▶ **DIRECTIONS**
Filter the entries down to the lines holding "clicks", then copy those lines.

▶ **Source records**
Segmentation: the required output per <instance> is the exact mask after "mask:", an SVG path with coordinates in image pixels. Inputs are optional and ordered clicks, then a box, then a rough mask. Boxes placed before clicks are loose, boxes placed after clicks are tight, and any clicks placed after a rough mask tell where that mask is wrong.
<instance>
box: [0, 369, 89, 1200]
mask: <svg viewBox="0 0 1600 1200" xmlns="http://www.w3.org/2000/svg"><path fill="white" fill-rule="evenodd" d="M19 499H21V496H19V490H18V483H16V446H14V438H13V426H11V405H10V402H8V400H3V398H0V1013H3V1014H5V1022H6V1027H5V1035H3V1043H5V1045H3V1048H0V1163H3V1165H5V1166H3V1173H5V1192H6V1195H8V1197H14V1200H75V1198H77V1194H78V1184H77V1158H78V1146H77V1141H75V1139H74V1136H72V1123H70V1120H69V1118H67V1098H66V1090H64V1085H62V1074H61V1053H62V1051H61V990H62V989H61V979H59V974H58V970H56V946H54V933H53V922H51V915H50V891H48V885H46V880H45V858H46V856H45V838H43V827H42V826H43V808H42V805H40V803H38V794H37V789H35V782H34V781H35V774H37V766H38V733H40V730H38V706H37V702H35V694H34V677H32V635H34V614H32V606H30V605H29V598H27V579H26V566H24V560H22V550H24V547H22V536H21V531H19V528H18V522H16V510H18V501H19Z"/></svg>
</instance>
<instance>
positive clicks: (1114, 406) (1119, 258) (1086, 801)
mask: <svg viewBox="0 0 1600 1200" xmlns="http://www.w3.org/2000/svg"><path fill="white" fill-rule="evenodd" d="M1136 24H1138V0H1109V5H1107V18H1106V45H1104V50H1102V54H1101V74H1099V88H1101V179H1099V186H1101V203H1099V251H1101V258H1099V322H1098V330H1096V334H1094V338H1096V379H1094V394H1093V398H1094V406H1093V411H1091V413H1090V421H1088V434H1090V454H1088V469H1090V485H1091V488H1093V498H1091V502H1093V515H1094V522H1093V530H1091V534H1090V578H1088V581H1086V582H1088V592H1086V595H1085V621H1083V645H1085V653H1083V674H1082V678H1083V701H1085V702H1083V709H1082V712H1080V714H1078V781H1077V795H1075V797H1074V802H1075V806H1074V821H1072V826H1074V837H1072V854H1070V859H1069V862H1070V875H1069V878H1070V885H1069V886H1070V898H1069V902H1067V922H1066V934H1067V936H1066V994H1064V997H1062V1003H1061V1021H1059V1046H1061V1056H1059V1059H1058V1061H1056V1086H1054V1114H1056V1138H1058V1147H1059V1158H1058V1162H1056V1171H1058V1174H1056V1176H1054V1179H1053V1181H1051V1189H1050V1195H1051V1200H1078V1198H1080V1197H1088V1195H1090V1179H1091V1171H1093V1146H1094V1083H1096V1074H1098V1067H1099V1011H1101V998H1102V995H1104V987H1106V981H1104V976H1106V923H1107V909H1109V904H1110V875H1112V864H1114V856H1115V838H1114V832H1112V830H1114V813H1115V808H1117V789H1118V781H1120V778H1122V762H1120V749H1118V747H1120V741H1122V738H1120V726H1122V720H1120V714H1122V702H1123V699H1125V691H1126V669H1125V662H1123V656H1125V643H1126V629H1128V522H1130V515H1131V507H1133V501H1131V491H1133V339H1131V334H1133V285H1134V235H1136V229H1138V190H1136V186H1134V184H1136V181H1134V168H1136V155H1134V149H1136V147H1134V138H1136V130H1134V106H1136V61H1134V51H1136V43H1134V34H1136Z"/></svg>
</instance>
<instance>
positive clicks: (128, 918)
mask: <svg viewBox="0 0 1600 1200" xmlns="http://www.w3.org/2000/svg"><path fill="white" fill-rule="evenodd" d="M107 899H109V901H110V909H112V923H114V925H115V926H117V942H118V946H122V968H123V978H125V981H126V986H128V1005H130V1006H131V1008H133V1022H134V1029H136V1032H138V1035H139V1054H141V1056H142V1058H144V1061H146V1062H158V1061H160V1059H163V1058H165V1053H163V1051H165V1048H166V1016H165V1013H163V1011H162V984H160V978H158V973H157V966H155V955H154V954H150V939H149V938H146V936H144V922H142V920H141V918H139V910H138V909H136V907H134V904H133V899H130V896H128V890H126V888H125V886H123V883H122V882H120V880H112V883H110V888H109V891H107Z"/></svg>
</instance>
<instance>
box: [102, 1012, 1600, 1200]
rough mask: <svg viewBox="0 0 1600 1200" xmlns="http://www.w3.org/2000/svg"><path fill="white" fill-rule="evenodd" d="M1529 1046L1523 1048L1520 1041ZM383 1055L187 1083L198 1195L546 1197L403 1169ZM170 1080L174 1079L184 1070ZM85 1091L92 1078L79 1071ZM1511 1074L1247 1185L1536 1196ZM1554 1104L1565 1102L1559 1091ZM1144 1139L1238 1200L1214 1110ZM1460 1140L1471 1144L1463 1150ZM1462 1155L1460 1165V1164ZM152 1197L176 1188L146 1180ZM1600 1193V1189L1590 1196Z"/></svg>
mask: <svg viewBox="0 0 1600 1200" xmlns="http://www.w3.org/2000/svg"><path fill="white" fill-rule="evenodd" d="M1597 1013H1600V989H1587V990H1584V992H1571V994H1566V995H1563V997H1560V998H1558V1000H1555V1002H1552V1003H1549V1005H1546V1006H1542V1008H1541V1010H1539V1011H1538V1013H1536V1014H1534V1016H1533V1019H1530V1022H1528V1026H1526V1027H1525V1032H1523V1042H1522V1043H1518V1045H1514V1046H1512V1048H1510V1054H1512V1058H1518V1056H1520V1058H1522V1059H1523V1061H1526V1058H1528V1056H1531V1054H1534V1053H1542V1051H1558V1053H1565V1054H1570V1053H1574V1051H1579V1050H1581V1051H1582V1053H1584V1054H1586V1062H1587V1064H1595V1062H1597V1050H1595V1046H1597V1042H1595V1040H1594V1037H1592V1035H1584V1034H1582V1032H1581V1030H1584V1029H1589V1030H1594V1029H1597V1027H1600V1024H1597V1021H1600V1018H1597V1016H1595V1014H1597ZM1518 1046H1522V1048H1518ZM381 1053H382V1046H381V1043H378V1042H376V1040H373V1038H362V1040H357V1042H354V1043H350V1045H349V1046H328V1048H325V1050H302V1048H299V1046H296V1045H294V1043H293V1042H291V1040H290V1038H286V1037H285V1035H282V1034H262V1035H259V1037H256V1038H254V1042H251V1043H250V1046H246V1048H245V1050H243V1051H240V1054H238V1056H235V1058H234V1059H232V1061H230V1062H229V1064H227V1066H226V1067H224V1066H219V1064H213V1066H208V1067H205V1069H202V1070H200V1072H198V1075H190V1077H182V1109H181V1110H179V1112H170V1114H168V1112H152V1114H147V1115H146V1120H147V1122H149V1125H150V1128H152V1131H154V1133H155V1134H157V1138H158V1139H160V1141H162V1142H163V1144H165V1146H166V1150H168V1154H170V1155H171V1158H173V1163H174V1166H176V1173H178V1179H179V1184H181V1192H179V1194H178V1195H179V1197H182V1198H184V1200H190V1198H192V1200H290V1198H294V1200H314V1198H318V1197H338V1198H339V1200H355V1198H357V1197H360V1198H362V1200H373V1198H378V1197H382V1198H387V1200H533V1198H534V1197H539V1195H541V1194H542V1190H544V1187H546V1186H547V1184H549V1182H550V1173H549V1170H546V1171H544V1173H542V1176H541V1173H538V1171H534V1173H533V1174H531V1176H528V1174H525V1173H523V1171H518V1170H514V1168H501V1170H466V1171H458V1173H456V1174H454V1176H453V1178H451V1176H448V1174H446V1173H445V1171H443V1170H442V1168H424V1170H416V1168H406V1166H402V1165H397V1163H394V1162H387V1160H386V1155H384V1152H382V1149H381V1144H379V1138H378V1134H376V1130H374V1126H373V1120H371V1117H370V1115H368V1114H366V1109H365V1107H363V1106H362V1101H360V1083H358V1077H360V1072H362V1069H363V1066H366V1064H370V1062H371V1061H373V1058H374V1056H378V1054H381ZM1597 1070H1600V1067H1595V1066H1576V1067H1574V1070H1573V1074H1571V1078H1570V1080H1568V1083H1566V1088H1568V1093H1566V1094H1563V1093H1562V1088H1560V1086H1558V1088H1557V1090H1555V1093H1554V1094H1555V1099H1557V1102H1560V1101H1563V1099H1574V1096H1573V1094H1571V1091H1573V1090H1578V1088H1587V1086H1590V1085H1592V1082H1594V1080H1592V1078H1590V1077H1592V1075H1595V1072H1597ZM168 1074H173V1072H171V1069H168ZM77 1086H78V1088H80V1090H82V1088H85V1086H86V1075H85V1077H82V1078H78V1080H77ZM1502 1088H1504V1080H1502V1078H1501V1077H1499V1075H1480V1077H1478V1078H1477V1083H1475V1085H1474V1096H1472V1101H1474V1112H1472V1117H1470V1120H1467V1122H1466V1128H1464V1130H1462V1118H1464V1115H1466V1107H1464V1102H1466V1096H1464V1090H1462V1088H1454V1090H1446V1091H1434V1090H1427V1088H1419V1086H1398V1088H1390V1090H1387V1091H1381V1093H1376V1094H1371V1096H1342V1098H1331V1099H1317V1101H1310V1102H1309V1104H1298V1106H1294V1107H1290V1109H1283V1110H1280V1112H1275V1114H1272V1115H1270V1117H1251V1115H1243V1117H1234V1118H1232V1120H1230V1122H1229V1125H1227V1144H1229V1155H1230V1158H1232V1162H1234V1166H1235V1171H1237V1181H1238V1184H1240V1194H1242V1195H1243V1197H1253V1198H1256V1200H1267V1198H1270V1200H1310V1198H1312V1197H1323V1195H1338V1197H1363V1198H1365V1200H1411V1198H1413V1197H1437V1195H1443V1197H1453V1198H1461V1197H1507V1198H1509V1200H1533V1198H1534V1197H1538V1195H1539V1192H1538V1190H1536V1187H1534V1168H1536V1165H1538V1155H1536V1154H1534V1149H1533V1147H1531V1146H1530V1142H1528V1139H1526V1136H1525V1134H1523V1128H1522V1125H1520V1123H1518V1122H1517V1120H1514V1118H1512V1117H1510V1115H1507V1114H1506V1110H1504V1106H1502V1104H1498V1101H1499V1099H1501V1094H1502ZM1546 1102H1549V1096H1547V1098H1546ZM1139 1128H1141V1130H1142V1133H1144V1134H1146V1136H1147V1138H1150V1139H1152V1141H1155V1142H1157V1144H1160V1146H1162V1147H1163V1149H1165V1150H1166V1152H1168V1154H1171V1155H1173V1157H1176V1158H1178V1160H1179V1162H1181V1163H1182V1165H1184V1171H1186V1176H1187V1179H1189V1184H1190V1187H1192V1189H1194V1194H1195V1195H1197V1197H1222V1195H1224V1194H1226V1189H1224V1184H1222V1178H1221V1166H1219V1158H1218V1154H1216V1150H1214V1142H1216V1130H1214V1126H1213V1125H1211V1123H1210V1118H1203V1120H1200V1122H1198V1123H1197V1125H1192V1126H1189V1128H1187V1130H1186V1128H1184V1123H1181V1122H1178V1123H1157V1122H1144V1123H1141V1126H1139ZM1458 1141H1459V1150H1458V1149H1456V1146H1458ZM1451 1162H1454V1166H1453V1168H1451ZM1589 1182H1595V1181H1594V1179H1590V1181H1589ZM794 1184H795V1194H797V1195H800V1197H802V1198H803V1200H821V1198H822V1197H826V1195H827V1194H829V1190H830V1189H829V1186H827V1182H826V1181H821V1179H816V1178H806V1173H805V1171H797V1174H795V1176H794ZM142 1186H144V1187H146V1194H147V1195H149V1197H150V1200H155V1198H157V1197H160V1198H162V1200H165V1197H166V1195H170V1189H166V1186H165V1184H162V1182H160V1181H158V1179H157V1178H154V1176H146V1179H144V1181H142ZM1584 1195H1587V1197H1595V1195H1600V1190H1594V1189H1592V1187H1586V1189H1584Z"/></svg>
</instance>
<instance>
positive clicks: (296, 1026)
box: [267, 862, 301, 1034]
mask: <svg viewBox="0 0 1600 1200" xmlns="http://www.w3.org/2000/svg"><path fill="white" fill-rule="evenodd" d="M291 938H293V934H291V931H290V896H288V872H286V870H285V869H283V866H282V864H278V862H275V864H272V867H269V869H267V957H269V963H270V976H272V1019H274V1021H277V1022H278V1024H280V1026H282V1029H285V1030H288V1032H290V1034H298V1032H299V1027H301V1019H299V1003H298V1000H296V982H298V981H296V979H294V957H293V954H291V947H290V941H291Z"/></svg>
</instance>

▶ **EXERCISE OUTPUT**
Segmentation: the required output per <instance> is the exact mask after "mask:", an SVG path with coordinates in image pixels. Inputs are optional and ordered clicks, then a box, then a rough mask. Boxes placed before clicks are loose, boxes placed after clicks are tight, and any clicks placed after a rough mask tell where that mask is wrong.
positive clicks: (1114, 406) (1119, 258) (1086, 801)
positive clicks: (128, 918)
positive clicks: (296, 1026)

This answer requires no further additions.